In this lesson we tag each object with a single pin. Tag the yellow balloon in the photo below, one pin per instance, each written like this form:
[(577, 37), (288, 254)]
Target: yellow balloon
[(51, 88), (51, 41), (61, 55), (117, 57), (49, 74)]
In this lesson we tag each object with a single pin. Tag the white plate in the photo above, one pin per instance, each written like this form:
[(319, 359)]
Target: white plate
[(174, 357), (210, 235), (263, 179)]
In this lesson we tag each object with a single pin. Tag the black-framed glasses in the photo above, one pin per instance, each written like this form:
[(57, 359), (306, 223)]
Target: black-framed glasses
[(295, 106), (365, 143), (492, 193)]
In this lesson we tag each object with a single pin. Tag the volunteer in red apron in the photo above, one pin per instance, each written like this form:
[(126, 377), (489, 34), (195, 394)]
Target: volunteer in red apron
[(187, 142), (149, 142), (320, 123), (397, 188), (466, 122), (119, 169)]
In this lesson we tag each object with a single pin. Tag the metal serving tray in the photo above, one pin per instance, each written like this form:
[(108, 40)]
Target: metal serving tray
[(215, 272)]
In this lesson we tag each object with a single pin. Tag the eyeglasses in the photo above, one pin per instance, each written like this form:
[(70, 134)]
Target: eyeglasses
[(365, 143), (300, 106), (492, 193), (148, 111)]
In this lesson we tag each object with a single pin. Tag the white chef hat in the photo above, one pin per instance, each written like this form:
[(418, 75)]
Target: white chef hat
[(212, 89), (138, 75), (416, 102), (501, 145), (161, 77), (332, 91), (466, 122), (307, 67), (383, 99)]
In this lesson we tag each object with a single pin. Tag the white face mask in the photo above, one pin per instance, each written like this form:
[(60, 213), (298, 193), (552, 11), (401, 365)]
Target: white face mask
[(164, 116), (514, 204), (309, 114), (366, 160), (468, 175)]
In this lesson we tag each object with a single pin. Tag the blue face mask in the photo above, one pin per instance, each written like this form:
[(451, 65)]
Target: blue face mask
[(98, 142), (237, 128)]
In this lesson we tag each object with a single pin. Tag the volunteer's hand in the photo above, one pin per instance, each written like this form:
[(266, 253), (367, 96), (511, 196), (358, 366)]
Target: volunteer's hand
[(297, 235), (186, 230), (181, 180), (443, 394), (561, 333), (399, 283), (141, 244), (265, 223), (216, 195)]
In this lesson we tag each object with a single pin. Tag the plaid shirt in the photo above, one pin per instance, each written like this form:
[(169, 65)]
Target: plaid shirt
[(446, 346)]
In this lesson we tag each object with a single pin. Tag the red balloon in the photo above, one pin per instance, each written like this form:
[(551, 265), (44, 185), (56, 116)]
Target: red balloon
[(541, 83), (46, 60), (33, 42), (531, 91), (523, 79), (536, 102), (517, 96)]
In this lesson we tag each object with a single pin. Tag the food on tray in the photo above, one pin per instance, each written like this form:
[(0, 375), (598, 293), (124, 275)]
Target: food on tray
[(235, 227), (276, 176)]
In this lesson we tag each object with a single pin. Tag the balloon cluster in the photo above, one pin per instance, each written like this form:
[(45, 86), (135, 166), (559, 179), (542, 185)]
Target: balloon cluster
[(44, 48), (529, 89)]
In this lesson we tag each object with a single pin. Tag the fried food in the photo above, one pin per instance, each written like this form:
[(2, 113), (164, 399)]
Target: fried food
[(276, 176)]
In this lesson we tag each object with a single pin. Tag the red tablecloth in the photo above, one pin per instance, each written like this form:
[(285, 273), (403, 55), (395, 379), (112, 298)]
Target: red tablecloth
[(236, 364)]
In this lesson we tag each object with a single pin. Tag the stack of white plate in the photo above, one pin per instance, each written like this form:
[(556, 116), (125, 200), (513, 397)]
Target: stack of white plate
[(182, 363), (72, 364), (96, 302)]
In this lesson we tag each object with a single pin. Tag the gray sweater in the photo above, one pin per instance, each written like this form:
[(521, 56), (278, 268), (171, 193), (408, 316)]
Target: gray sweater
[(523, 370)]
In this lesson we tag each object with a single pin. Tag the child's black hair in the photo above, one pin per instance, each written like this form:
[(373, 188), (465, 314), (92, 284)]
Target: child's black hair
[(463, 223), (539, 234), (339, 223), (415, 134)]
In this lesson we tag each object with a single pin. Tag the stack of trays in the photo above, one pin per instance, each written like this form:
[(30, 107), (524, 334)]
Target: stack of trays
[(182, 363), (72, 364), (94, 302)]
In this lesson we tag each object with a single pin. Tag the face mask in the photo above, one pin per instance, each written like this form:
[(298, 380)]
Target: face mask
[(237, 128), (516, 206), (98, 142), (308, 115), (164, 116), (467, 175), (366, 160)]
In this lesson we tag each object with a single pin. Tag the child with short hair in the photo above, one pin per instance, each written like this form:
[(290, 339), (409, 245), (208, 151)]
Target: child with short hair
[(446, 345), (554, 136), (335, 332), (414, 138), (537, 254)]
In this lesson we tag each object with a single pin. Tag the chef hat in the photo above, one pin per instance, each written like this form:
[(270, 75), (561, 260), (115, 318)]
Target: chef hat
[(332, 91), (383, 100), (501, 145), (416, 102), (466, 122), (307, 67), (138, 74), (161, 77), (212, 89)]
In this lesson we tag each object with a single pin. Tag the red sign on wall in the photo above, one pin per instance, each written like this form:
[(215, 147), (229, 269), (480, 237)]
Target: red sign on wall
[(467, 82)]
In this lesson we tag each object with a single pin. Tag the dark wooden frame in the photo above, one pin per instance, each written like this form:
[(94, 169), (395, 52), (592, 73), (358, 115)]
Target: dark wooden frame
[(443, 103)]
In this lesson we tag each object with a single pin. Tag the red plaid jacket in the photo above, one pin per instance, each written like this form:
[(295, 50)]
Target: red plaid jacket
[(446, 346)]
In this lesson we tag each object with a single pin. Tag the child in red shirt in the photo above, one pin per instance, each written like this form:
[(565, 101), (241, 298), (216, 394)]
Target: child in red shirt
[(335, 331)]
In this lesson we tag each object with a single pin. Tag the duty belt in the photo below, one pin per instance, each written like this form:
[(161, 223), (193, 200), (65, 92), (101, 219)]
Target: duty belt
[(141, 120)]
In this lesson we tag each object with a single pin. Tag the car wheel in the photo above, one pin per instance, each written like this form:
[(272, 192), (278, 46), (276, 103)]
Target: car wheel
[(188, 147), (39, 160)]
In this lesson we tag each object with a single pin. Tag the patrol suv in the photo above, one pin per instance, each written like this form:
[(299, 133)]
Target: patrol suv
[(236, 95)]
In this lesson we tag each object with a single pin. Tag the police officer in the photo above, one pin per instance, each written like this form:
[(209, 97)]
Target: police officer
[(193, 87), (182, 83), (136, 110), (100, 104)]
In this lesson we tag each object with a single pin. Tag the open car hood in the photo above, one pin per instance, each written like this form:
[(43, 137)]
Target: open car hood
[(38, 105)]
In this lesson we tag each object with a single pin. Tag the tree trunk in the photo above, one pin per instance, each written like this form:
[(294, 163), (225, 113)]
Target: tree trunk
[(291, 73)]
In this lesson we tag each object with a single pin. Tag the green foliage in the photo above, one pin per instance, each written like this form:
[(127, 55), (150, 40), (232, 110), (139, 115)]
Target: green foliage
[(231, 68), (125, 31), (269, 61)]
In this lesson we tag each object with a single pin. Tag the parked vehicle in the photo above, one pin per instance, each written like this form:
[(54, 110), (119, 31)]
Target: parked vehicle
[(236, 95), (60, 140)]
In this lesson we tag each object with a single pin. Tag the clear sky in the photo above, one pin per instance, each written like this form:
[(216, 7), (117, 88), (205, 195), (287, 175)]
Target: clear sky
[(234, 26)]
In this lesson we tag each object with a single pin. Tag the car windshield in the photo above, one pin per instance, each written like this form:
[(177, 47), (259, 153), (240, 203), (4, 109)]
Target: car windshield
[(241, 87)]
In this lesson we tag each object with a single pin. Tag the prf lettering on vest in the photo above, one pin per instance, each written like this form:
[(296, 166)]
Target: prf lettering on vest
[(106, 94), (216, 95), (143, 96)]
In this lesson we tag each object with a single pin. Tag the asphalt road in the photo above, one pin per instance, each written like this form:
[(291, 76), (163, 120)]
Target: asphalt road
□ □ □ □
→ Exercise task
Update everything from the line containing "Tag the chef" down to the line containing "77), (212, 89)]" by changing "lesson" to "exercise" and keeping all else the same. Return only those lines.

→ Solution for this task
In this exercise we tag each object with a single pin. Tag the chef hat in the photo above, one pin per instance, each written like this form:
[(270, 75), (561, 260), (115, 318)]
Target: chef hat
[(332, 91), (383, 100), (501, 145), (416, 102), (466, 122), (307, 67), (138, 74), (161, 77), (212, 89)]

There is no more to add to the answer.